> [Raw data]:
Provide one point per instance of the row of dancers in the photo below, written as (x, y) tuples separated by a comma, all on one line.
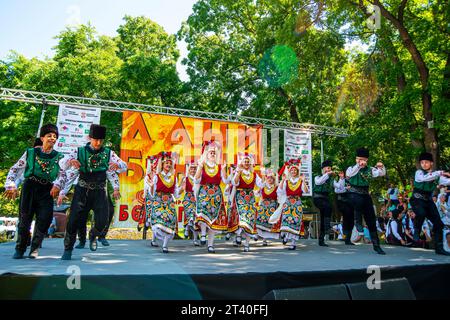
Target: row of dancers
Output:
[(48, 174)]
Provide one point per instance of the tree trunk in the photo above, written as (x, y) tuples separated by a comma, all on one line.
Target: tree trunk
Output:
[(430, 135)]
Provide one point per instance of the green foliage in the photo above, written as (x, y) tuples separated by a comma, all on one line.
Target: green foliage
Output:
[(277, 59)]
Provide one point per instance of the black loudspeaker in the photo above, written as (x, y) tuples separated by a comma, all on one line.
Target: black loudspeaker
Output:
[(333, 292), (392, 289)]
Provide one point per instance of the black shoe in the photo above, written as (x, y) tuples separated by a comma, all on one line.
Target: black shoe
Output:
[(34, 253), (378, 249), (104, 242), (18, 254), (439, 244), (349, 242), (93, 244), (442, 252), (153, 243), (67, 255), (376, 243), (81, 245)]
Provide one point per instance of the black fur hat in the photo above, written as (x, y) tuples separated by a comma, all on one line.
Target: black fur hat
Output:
[(326, 163), (97, 131), (48, 128), (426, 156)]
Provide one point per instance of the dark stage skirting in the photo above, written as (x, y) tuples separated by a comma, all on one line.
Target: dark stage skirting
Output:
[(192, 274)]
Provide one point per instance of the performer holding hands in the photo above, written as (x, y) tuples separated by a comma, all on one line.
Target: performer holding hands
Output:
[(44, 178), (425, 182)]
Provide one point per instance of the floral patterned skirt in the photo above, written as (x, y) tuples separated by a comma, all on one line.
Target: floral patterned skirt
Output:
[(291, 215), (242, 214), (189, 208), (211, 208), (163, 213), (266, 209)]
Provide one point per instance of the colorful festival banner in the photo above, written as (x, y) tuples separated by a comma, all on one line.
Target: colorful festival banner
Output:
[(145, 135), (297, 145)]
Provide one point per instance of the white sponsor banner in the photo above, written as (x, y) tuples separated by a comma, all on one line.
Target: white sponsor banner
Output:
[(73, 125), (297, 145)]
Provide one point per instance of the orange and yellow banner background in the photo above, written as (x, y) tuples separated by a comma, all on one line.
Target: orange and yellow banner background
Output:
[(146, 134)]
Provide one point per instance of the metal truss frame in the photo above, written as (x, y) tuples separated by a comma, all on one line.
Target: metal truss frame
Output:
[(119, 106)]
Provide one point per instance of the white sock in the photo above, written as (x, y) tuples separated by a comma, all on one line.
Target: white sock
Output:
[(203, 229), (210, 238), (166, 241)]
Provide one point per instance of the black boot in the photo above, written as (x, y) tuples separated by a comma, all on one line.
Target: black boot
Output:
[(348, 239), (376, 243), (322, 240), (416, 238), (36, 244), (18, 254), (67, 255), (439, 244), (93, 240), (104, 242), (81, 244), (326, 224)]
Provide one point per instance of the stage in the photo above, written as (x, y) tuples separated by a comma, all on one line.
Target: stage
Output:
[(131, 269)]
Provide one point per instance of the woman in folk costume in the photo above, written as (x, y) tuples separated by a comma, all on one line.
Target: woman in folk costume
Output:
[(290, 191), (211, 214), (230, 193), (44, 178), (164, 189), (189, 202), (144, 221), (244, 204), (267, 206)]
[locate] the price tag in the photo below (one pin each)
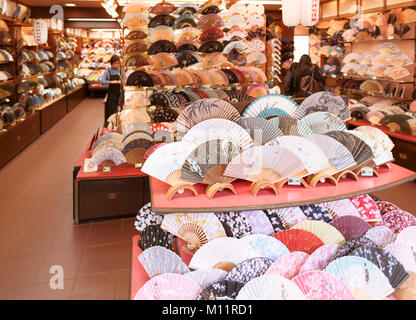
(367, 172)
(90, 166)
(293, 181)
(106, 169)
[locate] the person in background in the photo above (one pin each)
(289, 81)
(112, 77)
(307, 78)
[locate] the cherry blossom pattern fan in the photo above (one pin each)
(257, 165)
(365, 280)
(271, 105)
(195, 228)
(270, 287)
(165, 164)
(169, 286)
(324, 101)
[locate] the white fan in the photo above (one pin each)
(270, 287)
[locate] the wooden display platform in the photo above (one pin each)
(289, 196)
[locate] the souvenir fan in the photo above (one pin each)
(221, 253)
(159, 260)
(380, 235)
(162, 20)
(185, 21)
(221, 290)
(206, 277)
(195, 228)
(256, 165)
(271, 106)
(169, 286)
(398, 220)
(270, 287)
(320, 258)
(324, 101)
(163, 8)
(365, 280)
(387, 263)
(299, 240)
(261, 130)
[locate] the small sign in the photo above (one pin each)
(367, 172)
(293, 181)
(90, 166)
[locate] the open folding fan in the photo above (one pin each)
(205, 109)
(365, 280)
(195, 228)
(272, 105)
(386, 262)
(169, 286)
(324, 101)
(257, 165)
(159, 260)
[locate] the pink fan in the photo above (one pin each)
(320, 258)
(351, 226)
(398, 220)
(169, 286)
(367, 208)
(288, 266)
(321, 285)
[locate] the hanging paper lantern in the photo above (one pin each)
(309, 12)
(291, 12)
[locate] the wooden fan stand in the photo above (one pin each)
(180, 188)
(211, 190)
(255, 187)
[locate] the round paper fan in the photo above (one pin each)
(159, 260)
(248, 270)
(289, 265)
(320, 258)
(299, 240)
(221, 290)
(271, 101)
(387, 263)
(323, 101)
(324, 231)
(365, 280)
(195, 228)
(270, 287)
(215, 253)
(169, 286)
(266, 246)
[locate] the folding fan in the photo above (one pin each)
(205, 109)
(266, 246)
(215, 252)
(195, 228)
(169, 286)
(324, 231)
(221, 290)
(278, 105)
(320, 258)
(321, 285)
(206, 277)
(323, 101)
(364, 279)
(387, 263)
(299, 240)
(270, 287)
(159, 260)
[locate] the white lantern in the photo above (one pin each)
(291, 12)
(40, 31)
(310, 12)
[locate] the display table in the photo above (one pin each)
(289, 196)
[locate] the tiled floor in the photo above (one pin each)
(36, 226)
(37, 230)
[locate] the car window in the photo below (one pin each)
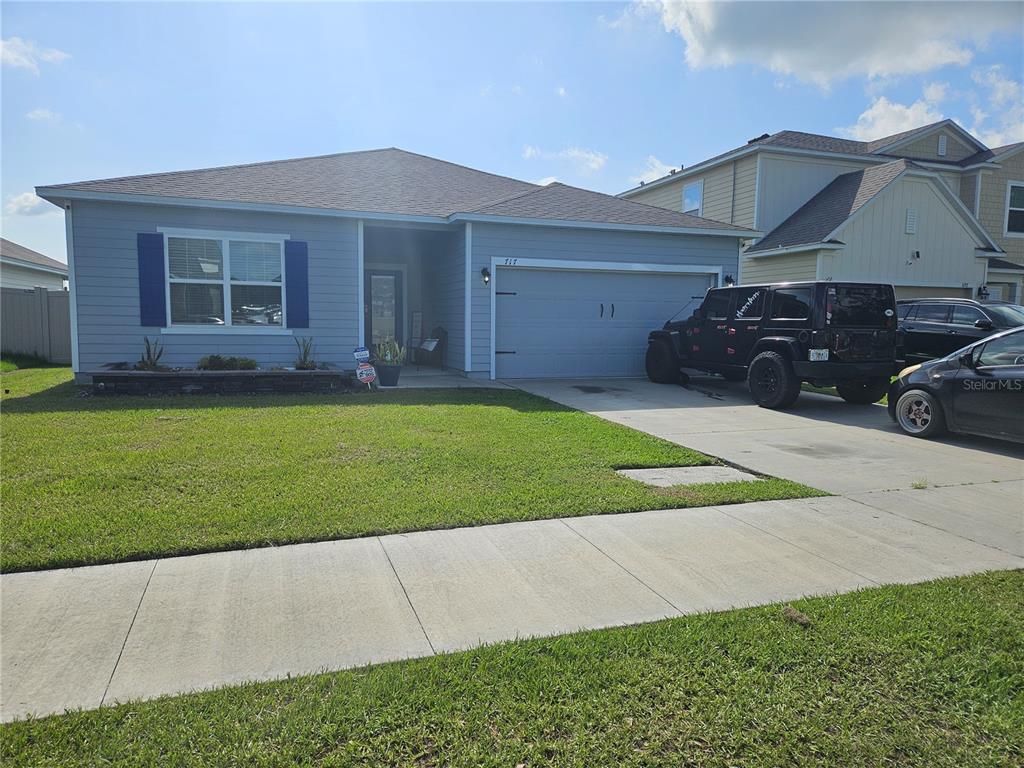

> [Challenge]:
Reproduce every row above word for word, omitting the pictures.

> [Correct result]:
Provide one point per instance of the row of dancers in the photo below, written as (x, y) tuples separated by a comma, all on one line.
Target: row of dancers
Output:
[(48, 174)]
Provide one point per instance of the tree trunk in the photo above, written as (x, y) tuples separated by a comma, all on one line.
Target: tree trunk
Output:
[(430, 135)]
Provide one point per instance of the green foliage in the photo above, written as (x, y) tuples separated by a comma, all on one line.
Target: green foliage
Output:
[(277, 59)]
Provide one point per instance of the black loudspeaker in the photo above, written as (x, y) tuples separated by a comma, all on one line.
Target: black loudspeaker
Output:
[(333, 292), (392, 289)]
Provide one point per instance of the black shoe in the photo above, written as (x, y) tuples separated by a comma, all on one line.
Target: black shoe
Output:
[(34, 253), (378, 249), (104, 242), (18, 254), (439, 244), (349, 242), (93, 244), (442, 252), (153, 243), (67, 255), (376, 243), (81, 245)]
Provide one point per instance of the black fur hat in the photo above, written as (x, y) tuples separated by a comma, all on one line.
Target: black fur hat
Output:
[(326, 163), (97, 131), (48, 128), (426, 156)]
Provide one point per instance of the dark stage skirting in the photo above, written as (x, y) tuples separated by a comma, all on one line.
Target: dark stage skirting
Output:
[(192, 274)]
Provide one point per instance of the performer holding hands in the photo above, written as (x, y) tuples separated by a comma, all on one line.
Target: performer holding hands
Output:
[(44, 178), (425, 182)]
Provide one point per instance of the floral patterned skirt in the photo above, written as (x, y) tuples separated by a comma, all on one line.
Target: floral patterned skirt
Output:
[(291, 215), (242, 214), (189, 208), (211, 208), (163, 213), (266, 209)]
Provide one point per instance of the colorful festival banner in the photo above, written as (x, y) tuples separated by a comma, all on one line.
Target: colorful festival banner
Output:
[(145, 135), (297, 145)]
Provide one point per instance of the white sponsor banner in the photo above, written as (x, y) tuples separated by a comma, all on one line.
Target: white sponsor banner
Output:
[(73, 125), (297, 145)]
Provide one point per instance of the orange and yellow banner background in the photo above, written as (x, y) tuples separated by a comma, all on one line.
Target: orange and yellow banner background
Output:
[(146, 134)]
Provide one point per instance of the metal truss frame in the photo above, written as (x, y) tuples separated by a comma, all on one line.
Target: metal truss frame
Output:
[(119, 106)]
Provide one point per instance of the white sock in the photo above, written as (x, y) tuples separated by a comma, all on one line.
Target: white sock
Output:
[(203, 229), (210, 238), (166, 241)]
Provide one point per instance of the black boot in the photo above, written as (x, y) tuples separated by a comma, all on one line.
Target: black boot
Output:
[(348, 239), (376, 243), (322, 240), (416, 238), (36, 244), (18, 254), (67, 255), (439, 244), (93, 240), (104, 242), (81, 244), (326, 224)]
Provide one point per instance of the stage in the photo above, written as (x, y) tuples separated by a comma, all on one line.
Target: stage
Output:
[(131, 269)]
Provide one point per instance of the woman in folk costume in the photo above, written as (x, y) tuples separated by a comma, all on one line.
Target: woman in folk costume
Output:
[(290, 191), (211, 214), (230, 193), (44, 178), (164, 189), (189, 202), (144, 221), (244, 204), (267, 206)]
[locate] the price tag in the photo below (one pin each)
(367, 172)
(90, 166)
(293, 181)
(106, 169)
[locate] the person in background in the photo above (one pin each)
(289, 81)
(112, 77)
(307, 78)
[locate] the cherry blossom pattern fan in the photo above (one pin each)
(257, 165)
(365, 280)
(271, 105)
(195, 228)
(270, 287)
(165, 164)
(169, 286)
(324, 101)
[locate] the white fan in the photo above (one pin each)
(270, 287)
[locate] the wooden display platform in the photo above (one pin each)
(289, 196)
[locate] the souvenir fan in the photo above (one pin each)
(221, 253)
(159, 260)
(380, 235)
(162, 20)
(185, 21)
(221, 290)
(206, 277)
(195, 228)
(256, 165)
(271, 106)
(169, 286)
(398, 220)
(270, 287)
(320, 258)
(324, 101)
(163, 8)
(365, 280)
(387, 263)
(299, 240)
(261, 130)
[locate] the small sign in the photo above (one pin each)
(367, 172)
(293, 181)
(90, 166)
[locate] the open folding fan in the photo above (one pin each)
(205, 109)
(365, 280)
(195, 228)
(272, 105)
(386, 262)
(169, 286)
(324, 101)
(257, 165)
(159, 260)
[locate] the pink fan in the photo above (one pin each)
(320, 258)
(351, 226)
(398, 220)
(169, 286)
(367, 208)
(288, 266)
(321, 285)
[locate] the hanging paper lantern in the photo above (one pin each)
(309, 12)
(291, 12)
[locate] the wooden fan stand in the photo above (one pin each)
(180, 188)
(211, 190)
(255, 187)
[locate] the round paper fan in the photo above (one pin each)
(159, 260)
(248, 270)
(289, 265)
(320, 258)
(299, 240)
(221, 290)
(271, 101)
(387, 263)
(323, 101)
(324, 231)
(365, 280)
(195, 228)
(270, 287)
(215, 253)
(169, 286)
(266, 246)
[locate] the folding fan in the photo above (one pin each)
(205, 109)
(266, 246)
(215, 252)
(195, 228)
(169, 286)
(324, 231)
(221, 290)
(278, 105)
(320, 258)
(321, 285)
(206, 277)
(323, 101)
(364, 279)
(387, 263)
(299, 240)
(270, 287)
(159, 260)
[locate] the white lantern in the photo above (one pin each)
(291, 12)
(40, 31)
(310, 12)
[locate] the display table in the photo above (one pin each)
(289, 196)
[locate] the tiled floor in the photo above (one pin each)
(36, 226)
(37, 230)
[locate] the car window in the photo below (one pin each)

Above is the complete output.